_Aufgabe A:_ Sammle aus den Zeilen unten alle heraus, in denen das Wort „pendant“ vorkommt.

_Zitierter Text:_
Labour-Abgeordneter will Brexit stoppen

Nach dem Brexit: Fast zwei Millionen Briten wollen noch einmal abstimmen / Frankreich fordert neuen Premier binnen Tagen / Kommt die »flexible Union«?

  • Lesedauer: 9 Min.

Updatw 19 Uhr: Belgier soll Brexit aushandeln
Der belgische Diplomat Didier Seeuws soll im Auftrag der EU die Austrittsverhandlungen mit Großbritannien führen. Seeuws sei zum Leiter der »Brexit Task Force« ernannt worden, sagte ein Sprecher von EU-Ratspräsident Donald Tusk am Samstag der Nachrichtenagentur AFP. Er bereite sich bereits darauf vor. Der 50-jährige Belgier leitet derzeit das Ressort für Verkehr, Telekommunikation und Energie im Europäischen Rat. Zuvor war er Sprecher des ehemaligen belgischen Ministerpräsidenten Guy Verhofstadt sowie langjähriger Mitarbeiter des ehemaligen EU-Ratspräsidenten Herman Van Rompuy.

Update 18.45 Uhr: Labour-Abgeordneter will Brexit stoppen
Der Labour-Abgeordnete David Lammy will den Brexit mit einer Abstimmung im britischen Unterhaus verhindern. »Wacht auf. Wir müssen das nicht machen«, schrieb Lammy aus dem Wahlkreis Tottenham am Samstag auf Twitter. »Wir können diesen Wahnsinn stoppen und diesen Alptraum mit einem Votum im Parlament beenden.« Schließlich sei das Referendum rechtlich nicht bindend. Der Politiker forderte eine Abstimmung schon in der kommenden Woche. Lammy erklärte weiter, »lasst uns nicht unsere Ökonomie von Lügen und der Hybris eines Boris Johnson kaputtmachen«. Letzterer war einer der Wortführer der Brexit-Kampagne und gilt als aussichtsreicher Bewerber um die Nachfolge von Premier David Cameron.

_Bereitgestellte Daten:_
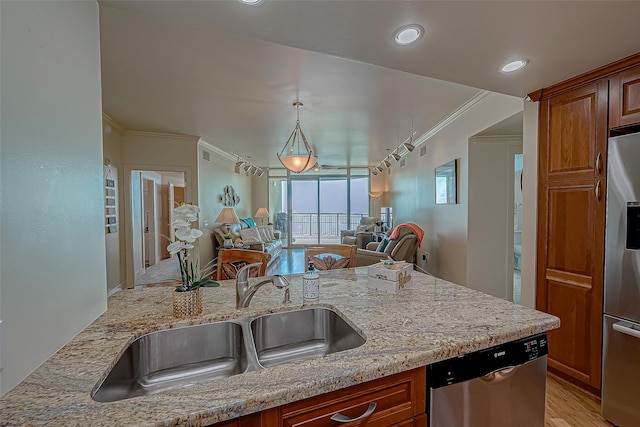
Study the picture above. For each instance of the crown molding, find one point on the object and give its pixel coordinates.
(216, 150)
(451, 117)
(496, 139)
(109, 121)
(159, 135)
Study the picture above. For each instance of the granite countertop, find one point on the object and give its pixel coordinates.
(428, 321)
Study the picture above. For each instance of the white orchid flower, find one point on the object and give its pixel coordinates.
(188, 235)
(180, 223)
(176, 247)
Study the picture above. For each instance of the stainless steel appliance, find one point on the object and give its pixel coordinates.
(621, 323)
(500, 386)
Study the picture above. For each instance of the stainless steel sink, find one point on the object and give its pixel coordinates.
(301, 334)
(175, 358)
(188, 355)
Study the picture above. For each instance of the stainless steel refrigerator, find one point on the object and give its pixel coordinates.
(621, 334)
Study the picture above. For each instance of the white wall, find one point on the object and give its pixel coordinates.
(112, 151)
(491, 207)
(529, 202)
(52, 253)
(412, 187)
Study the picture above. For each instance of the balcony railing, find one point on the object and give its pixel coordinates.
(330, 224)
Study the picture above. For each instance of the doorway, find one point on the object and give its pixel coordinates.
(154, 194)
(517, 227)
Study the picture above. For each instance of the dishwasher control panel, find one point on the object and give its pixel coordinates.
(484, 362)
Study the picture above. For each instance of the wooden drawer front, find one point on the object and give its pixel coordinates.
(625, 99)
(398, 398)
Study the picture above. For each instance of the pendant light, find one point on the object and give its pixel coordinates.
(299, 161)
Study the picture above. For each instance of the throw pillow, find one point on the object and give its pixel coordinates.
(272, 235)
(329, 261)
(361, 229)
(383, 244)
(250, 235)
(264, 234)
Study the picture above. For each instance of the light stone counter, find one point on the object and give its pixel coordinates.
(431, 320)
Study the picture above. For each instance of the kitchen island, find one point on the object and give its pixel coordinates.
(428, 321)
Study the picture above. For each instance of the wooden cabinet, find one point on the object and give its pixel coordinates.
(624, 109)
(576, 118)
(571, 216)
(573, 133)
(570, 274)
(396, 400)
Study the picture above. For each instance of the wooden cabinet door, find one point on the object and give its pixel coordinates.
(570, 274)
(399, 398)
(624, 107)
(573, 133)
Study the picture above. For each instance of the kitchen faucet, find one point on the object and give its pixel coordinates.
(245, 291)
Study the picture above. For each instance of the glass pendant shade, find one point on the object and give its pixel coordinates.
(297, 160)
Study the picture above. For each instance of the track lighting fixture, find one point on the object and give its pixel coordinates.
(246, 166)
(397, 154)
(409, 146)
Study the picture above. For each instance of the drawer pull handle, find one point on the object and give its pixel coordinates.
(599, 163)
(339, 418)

==

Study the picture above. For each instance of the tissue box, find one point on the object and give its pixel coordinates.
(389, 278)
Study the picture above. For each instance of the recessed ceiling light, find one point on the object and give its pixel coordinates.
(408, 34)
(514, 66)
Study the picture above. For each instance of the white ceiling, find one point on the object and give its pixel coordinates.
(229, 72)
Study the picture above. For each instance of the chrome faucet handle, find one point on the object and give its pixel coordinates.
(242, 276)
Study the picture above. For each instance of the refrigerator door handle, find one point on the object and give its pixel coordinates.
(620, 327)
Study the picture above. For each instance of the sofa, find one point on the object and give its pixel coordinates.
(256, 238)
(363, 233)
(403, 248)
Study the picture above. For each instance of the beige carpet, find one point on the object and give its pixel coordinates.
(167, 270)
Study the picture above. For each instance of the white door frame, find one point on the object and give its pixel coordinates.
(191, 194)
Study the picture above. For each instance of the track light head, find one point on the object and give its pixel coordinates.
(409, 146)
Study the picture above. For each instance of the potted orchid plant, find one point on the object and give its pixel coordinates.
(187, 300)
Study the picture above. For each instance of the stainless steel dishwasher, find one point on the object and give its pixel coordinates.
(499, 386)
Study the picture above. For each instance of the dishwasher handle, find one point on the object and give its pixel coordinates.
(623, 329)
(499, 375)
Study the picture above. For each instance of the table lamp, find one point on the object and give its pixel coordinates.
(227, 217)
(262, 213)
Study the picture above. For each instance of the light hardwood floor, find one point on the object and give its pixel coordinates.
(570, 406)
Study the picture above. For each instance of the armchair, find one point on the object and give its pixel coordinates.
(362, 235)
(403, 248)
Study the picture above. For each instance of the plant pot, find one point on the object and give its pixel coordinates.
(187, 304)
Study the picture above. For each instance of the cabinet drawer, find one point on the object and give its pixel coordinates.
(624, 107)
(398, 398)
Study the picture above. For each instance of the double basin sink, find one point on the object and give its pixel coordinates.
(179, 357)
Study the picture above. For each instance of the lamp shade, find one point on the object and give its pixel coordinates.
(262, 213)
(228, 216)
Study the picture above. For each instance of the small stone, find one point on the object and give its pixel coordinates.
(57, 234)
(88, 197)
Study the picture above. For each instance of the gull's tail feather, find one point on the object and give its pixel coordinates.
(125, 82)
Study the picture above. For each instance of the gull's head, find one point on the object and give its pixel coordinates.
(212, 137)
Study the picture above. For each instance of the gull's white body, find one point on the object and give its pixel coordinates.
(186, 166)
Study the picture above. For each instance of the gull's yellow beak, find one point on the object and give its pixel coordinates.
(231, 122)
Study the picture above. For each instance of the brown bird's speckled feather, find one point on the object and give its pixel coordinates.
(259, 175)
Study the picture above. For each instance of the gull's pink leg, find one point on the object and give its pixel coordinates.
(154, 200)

==

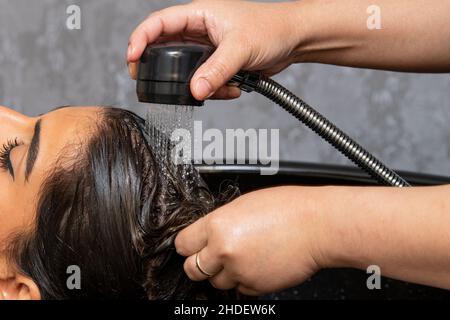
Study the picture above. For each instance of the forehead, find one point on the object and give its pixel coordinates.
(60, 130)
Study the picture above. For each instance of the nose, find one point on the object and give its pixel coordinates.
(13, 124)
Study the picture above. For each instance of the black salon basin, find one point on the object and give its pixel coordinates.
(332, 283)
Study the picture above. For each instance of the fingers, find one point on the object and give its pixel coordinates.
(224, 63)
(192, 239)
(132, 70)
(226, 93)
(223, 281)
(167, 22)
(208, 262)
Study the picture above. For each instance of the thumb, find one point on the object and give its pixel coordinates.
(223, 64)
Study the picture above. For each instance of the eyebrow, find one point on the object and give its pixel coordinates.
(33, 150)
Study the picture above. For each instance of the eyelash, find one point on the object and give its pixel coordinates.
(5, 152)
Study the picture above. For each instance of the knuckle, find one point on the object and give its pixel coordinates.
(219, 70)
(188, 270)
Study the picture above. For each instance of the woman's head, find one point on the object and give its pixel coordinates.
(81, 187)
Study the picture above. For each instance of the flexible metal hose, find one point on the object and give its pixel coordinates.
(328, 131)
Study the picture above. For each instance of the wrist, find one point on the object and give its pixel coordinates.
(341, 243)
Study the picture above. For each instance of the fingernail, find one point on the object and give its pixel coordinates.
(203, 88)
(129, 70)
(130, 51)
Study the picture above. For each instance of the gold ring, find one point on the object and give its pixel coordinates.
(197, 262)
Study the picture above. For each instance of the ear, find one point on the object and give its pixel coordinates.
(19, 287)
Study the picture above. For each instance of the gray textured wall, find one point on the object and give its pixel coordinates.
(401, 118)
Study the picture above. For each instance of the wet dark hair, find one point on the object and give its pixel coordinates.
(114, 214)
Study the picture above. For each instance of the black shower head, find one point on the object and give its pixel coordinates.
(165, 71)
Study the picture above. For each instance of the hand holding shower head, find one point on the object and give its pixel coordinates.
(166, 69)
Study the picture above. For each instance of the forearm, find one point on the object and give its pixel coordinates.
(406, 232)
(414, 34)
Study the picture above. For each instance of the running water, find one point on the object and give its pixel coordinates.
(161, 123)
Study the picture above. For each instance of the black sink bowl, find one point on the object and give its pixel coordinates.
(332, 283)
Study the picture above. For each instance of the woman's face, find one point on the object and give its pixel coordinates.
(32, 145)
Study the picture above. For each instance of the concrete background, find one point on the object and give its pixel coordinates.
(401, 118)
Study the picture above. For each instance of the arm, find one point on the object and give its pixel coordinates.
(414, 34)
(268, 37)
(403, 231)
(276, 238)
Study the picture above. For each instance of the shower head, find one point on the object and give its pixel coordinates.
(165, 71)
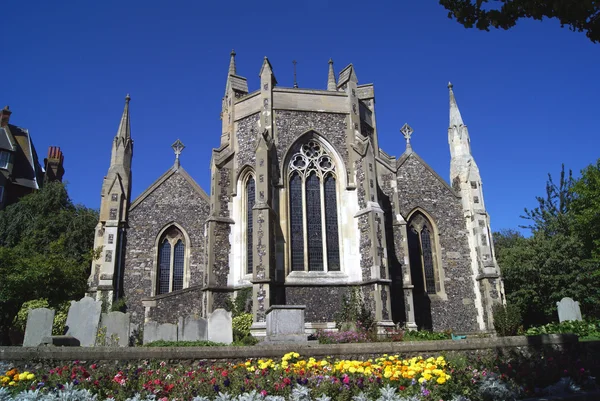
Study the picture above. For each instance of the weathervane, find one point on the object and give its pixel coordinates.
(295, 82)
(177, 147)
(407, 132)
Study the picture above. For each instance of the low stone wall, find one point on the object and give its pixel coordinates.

_Aufgabe B:_ Nenne alle Personen, die im Brexit-Artikel oben mit Vor- und Nachnamen erwähnt werden.

_Ergebnis A:_
Study the picture above. For each instance of the pendant light, find one point on the object and give its pixel coordinates.
Study the picture above. For each instance of the glass pendant shade, find one point on the object and give its pixel coordinates.

_Ergebnis B:_ Didier Seeuws, Donald Tusk, Guy Verhofstadt, Herman Van Rompuy, David Lammy, Boris Johnson, David Cameron